■ Source text
----
Cidre: Programming with Distributed Shared Arrays
Françoise André, Yves Mahéo

To cite this version:
Françoise André, Yves Mahéo. Cidre: Programming with Distributed Shared Arrays. 3rd International Conference on High-Performance Computing (HiPC ’96), Dec 1996, Trivandrum, India. pp.439-444. hal-00496288

HAL Id: hal-00496288
https://hal.archives-ouvertes.fr/hal-00496288
Submitted on 30 Jun 2010

HAL is a multi-disciplinary open access archive for the deposit and dissemination of scientific research documents, whether they are published or not. The documents may come from teaching and research institutions in France or abroad, or from public or private research centers.

L’archive ouverte pluridisciplinaire HAL, est destinée au dépôt et à la diffusion de documents scientifiques de niveau recherche, publiés ou non, émanant des établissements d’enseignement et de recherche français ou étrangers, des laboratoires publics ou privés.
Cidre: Programming with Distributed Shared Arrays

F. André and Y. Mahéo
IRISA, Campus de Beaulieu, F-35042 Rennes, France
Email: fandre@irisa.fr

Abstract

A programming model that is widely approved today for large applications is parallel programming with shared variables. We propose an implementation of shared arrays on distributed memory architectures: it provides the user with an uniform addressing scheme while being efficient thanks to a logical paging technique and optimized communication mechanisms.

1 Introduction

Modularity and extensibility are two strong points of distributed memory architectures. In these machines, that are composed of interconnected processor-memory nodes, the number of nodes can vary easily so that the power of the machine is adapted to the size of the problem and to the expected performances.

Among these architectures one can find on the one hand machines built with parallel computing in mind like the Intel Paragon or the IBM SP2 and on the other hand, high performance networks of workstations like for instance ATM networks of PCs. This second family makes parallel machines available to a large number of users.

Despite important research efforts and a remarkable improvement in the last few years, programming this kind of machines remains complex because of the distribution of the memories that imposes the use of communication operations.

The programming model that is widely approved today for large applications is parallel programming with shared variables. With this model, the programmer can bring out the parallelism that will yield performance while keeping a global view on the manipulated data structures.

Improving the use of distributed memory architectures relies on the implementation of the model of communicating-through-shared-variables processes. Distributed shared memory systems are a solution to this problem [8, 7, 5]. Shared variables are placed in the virtual memory, hence they are addressed in a uniform way. However, this apparent ease of use is tempered with several drawbacks. The page size is independent from that of accessed variables. This may bring about a larger than necessary amount of communication. Above all, when a page contains several variables accessed in parallel by different processors, some “ping-pong” communication patterns may occur.

Our objective is to propose an alternative to this distributed shared memory system. We have designed an implementation of shared variables that is original and efficient on the following two key-points:

- On the addressing side: it provides the user with an uniform addressing scheme for his variables but the interpretation in terms of local addresses in distributed memories is optimized thanks to a logical paging technique.

- On the communication side: we use message passing for required elements but we largely take benefit from vectorization techniques, connected to our logical paging mechanism, in order to reduce the number of messages and the amount of transferred elements.

The remaining of this paper expounds the above-mentioned mechanisms. Section 2 gives a global presentation of the programming environment and details the different levels of abstraction. Through an example, section 3 describes the programming model offered to the user. Section 4 is devoted to the implementation of the distributed array library and explains the addressing techniques and the communication optimizations. Section 5 concludes.
----
(Data items)
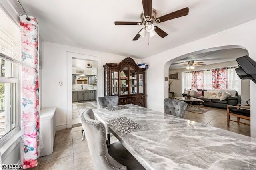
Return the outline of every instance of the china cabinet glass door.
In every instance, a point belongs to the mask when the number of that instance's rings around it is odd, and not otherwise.
[[[111,95],[118,95],[118,72],[111,71]]]
[[[130,70],[130,94],[137,94],[137,74],[132,67]]]
[[[126,67],[120,72],[120,95],[128,94],[128,68]]]
[[[108,95],[108,72],[105,71],[105,95]]]
[[[143,74],[139,74],[139,93],[143,93]]]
----
■ Objective
Could you copy, word for word, the stretch of the distributed shared arrays paper from "Among these architectures" through "number of users."?

■ Answer for the task
Among these architectures one can find on the one hand machines built with parallel computing in mind like the Intel Paragon or the IBM SP2 and on the other hand, high performance networks of workstations like for instance ATM networks of PCs. This second family makes parallel machines available to a large number of users.